Work to do:
a. Please return the passage of the EAGLE article starting with "EAGLE PCB Design Software in" and going on through "migration is now.", copied word for word.
b. Collect each line in the entries below that contains the string "vest". Case counts.

EAGLE PCB Design Software in 2026
Figure 1. EAGLE PCB design software
Last updated: May 2026 · A status report and migration guide for EAGLE users
Autodesk has announced that EAGLE will no longer be sold or supported as of June 7, 2026, after which the standalone application can no longer be run. EAGLE’s electronics-design capability now lives inside Autodesk Fusion (the Electronics workspace). If you still rely on EAGLE, the time to export your work and plan a migration is now.
If you searched for EAGLE PCB design software expecting to download and start a new design, the headline matters more than a feature list: EAGLE as a standalone product is being retired. It is a capable, historically popular schematic-and-PCB tool, but Autodesk has folded its technology into Fusion and is ending standalone EAGLE. This guide explains what EAGLE was, exactly what end-of-life means, what happens to your existing files, and the two clear migration paths — Autodesk Fusion or the free, open-source KiCad.
.sch and .brd files). Your manufacturing outputs — Gerbers and drill files — remain standard and are unaffected.

Stored entries
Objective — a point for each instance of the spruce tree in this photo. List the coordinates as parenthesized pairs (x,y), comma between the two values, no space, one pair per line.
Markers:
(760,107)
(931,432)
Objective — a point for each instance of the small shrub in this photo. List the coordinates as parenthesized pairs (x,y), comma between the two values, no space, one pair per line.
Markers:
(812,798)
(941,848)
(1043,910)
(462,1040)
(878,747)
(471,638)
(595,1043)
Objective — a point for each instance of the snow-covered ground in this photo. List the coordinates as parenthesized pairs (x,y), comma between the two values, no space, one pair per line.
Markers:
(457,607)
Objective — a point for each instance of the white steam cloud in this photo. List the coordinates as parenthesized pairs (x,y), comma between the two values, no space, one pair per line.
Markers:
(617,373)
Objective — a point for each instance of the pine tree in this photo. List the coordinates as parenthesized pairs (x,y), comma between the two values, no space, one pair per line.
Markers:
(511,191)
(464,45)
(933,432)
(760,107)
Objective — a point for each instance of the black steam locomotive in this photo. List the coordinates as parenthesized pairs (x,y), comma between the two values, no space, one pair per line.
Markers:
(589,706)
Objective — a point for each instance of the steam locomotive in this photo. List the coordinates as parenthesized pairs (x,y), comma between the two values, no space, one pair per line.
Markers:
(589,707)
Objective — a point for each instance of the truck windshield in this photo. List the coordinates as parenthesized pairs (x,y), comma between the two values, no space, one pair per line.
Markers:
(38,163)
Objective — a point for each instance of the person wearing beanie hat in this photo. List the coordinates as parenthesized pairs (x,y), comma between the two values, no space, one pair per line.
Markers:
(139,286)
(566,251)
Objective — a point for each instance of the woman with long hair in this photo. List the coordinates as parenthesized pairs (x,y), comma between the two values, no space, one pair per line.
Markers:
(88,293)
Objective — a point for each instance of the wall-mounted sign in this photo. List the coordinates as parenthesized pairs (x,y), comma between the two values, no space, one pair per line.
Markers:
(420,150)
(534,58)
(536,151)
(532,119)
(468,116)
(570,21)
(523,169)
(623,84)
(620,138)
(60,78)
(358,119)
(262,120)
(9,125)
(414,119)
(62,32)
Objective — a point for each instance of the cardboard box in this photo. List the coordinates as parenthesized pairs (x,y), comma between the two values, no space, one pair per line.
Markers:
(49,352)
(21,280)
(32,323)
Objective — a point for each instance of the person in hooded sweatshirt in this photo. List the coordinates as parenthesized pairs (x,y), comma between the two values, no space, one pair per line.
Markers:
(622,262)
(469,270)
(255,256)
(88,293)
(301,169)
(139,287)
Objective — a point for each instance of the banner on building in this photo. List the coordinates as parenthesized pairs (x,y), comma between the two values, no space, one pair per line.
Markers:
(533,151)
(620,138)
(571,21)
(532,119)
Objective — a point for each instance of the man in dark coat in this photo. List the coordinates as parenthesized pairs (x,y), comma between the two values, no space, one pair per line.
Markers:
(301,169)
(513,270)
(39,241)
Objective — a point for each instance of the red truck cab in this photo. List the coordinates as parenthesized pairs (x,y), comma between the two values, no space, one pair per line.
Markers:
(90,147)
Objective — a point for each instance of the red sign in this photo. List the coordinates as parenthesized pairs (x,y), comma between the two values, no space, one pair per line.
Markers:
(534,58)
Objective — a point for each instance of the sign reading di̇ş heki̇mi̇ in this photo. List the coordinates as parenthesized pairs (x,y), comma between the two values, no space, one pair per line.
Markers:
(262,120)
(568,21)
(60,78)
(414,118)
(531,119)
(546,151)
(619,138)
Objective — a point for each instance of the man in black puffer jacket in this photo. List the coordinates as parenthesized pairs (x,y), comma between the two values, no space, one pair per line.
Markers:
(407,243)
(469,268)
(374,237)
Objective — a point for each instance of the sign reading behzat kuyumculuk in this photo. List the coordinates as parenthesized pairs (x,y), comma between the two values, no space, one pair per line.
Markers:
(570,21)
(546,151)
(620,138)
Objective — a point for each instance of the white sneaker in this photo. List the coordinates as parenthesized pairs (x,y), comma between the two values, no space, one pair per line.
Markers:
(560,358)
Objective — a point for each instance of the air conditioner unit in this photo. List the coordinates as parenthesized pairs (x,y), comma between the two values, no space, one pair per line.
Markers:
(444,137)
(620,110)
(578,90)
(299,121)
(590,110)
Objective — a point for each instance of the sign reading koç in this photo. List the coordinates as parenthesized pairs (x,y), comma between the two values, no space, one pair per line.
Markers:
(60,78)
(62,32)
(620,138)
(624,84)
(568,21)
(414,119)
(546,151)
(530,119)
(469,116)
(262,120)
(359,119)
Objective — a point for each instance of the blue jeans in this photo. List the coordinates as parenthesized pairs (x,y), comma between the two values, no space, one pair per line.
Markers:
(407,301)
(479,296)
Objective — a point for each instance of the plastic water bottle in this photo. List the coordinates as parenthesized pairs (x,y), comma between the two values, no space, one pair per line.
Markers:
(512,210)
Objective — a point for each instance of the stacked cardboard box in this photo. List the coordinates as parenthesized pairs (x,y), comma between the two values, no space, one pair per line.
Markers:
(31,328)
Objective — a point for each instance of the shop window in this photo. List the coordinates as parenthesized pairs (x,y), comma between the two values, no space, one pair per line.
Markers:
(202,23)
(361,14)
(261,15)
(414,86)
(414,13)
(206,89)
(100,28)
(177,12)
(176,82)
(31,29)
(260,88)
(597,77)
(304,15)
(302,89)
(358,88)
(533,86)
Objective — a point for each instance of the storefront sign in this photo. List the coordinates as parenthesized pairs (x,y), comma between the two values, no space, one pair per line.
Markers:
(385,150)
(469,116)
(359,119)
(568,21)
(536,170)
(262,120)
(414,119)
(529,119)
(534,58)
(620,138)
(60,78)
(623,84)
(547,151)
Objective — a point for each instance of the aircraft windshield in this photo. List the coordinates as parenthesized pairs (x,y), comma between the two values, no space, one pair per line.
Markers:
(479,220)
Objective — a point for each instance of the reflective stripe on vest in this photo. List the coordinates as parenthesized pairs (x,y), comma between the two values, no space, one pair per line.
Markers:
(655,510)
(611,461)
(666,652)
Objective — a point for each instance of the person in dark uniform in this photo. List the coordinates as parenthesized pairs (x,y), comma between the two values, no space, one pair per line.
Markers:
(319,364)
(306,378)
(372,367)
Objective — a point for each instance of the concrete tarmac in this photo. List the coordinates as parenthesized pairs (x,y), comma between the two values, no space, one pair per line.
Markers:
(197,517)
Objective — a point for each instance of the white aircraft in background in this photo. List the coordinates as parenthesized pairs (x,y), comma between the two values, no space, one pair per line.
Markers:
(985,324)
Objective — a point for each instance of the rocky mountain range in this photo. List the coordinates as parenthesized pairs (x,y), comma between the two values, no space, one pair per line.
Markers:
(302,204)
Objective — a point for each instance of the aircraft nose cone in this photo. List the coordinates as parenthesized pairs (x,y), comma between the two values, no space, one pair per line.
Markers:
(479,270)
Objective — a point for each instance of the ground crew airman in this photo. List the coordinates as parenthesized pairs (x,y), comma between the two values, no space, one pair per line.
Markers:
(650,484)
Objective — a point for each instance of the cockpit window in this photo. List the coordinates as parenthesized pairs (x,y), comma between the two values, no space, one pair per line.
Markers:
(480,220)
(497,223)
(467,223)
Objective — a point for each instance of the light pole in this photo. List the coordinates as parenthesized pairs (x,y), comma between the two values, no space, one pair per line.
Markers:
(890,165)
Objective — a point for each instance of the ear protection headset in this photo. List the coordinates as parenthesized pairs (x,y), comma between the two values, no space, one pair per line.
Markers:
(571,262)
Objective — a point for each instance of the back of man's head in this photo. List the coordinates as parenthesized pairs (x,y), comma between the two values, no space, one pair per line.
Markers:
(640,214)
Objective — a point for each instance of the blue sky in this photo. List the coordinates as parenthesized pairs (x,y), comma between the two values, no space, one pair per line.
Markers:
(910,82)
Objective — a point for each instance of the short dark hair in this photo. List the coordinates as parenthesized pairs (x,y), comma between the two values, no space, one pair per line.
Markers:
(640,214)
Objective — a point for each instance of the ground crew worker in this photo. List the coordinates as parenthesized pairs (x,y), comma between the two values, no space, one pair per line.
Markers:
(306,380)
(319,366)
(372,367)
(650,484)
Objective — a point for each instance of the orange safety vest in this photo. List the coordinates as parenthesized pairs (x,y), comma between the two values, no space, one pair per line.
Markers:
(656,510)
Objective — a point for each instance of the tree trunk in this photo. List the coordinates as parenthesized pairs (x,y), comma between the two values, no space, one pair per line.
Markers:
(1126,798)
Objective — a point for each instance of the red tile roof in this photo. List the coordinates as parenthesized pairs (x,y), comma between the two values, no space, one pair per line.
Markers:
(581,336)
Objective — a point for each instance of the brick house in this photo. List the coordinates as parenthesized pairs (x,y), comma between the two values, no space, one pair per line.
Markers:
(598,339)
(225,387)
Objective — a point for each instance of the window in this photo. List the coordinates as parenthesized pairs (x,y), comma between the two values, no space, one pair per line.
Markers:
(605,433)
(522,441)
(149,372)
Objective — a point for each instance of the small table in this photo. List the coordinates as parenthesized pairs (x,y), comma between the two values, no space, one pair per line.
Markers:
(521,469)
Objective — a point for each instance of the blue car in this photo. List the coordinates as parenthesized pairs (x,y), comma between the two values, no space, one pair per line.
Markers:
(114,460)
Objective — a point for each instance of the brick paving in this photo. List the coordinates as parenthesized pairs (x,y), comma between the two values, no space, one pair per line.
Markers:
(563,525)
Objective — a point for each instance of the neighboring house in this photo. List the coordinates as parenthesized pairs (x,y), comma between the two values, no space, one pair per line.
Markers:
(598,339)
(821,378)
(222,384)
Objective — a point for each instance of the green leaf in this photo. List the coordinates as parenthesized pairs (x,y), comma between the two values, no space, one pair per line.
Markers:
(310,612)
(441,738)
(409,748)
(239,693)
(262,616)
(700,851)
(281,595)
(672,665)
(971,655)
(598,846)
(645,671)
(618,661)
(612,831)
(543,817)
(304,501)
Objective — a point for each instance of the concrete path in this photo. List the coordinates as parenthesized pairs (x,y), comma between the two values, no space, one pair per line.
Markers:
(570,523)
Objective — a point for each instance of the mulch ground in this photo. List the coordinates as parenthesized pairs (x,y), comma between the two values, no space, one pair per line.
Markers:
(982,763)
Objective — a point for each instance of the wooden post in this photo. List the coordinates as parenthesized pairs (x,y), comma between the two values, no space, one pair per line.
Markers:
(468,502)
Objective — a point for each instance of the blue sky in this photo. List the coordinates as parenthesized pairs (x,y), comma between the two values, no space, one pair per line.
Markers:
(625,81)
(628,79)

Final results:
a.
EAGLE PCB Design Software in 2026
Figure 1. EAGLE PCB design software
Last updated: May 2026 · A status report and migration guide for EAGLE users
Autodesk has announced that EAGLE will no longer be sold or supported as of June 7, 2026, after which the standalone application can no longer be run. EAGLE’s electronics-design capability now lives inside Autodesk Fusion (the Electronics workspace). If you still rely on EAGLE, the time to export your work and plan a migration is now.

b.
Objective — a point for each instance of the reflective stripe on vest in this photo. List the coordinates as parenthesized pairs (x,y), comma between the two values, no space, one pair per line.
Objective — a point for each instance of the orange safety vest in this photo. List the coordinates as parenthesized pairs (x,y), comma between the two values, no space, one pair per line.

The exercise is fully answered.